→ **WHAT THIS EXERCISE ASKS**:
[a] In the journal entry about leaving India for Philadelphia, which university gave Dasti an MBA admission?
[b] Please write the next few paragraphs of the journal entry about leaving India for Philadelphia, picking up after its final sentence.

→ **PROVIDED PASSAGE**:
======
Life or something like that

This will probably be my last entry from India for a while. Am leaving for Philadelphia tomorrow. Heard its very cold out there. We'll see about that. Did a lot of shopping for the journey this last week, and talked a lot to ma and pa about stuff in general. They are happy for me, but sad about me being away for so long. Dada has been sulking the last few days but that probably does not have to do with my departure.

Got a chance to get updates on some of my old engineering friends this past week. It seems Sher Khan has cracked all the public sector exams there were to crack, and now is living his dream of a lifetime of relaxation on the tax payers money. Dogra was one of the seven engineers selected on a national basis for the indian navy's design corp, and has already become a leiutenant (pardon my french) and privy to national secrets. Bhatti has cracked GMAT with a 730 score and with his background should manage one of Harvard, Stanford or Michigan. Speaking of which Dasti has already managed to secure an MBA admission from the Univ of Michigan, which now officially places me and my MBA institute low down in the list of also rans, so much for the great indian education system.
======
→ **PROVIDED DATA**:
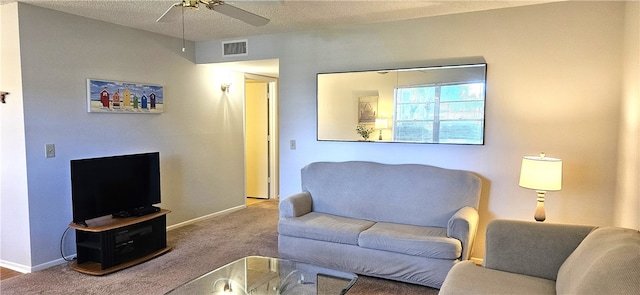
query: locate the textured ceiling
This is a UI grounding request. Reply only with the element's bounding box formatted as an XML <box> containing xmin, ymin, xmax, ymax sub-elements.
<box><xmin>0</xmin><ymin>0</ymin><xmax>555</xmax><ymax>41</ymax></box>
======
→ **OUTPUTS IN ORDER**:
[a] The University of Michigan.

[b]
Next year it'll be ten years since we all first met. Its funny, how we motley crew of friends, the perennial underacheivers and the couldn't care less brigade sans the attitude, whose only appreciable though not laudable acheivement was to be able to down cups after cups of that bland 'Buddhi ka moot'(Buddhi btw was the emaciated, bow backed, grumpy tea stall owner at moti's campus), and wonder when is it that we would get laid, manage accomplishments that could be looked upon wih admiration.

Fundu is a much hyped and abused term, hyped and glorified to the extent that one would not want to be associated with the term fearing the burden of expectation. Bhatti was right about the fundus. Being a fundu is simple, just have your fundamentals right. You don't need to be sharp and on the edge all the time, in the long run you'd have proven yourself.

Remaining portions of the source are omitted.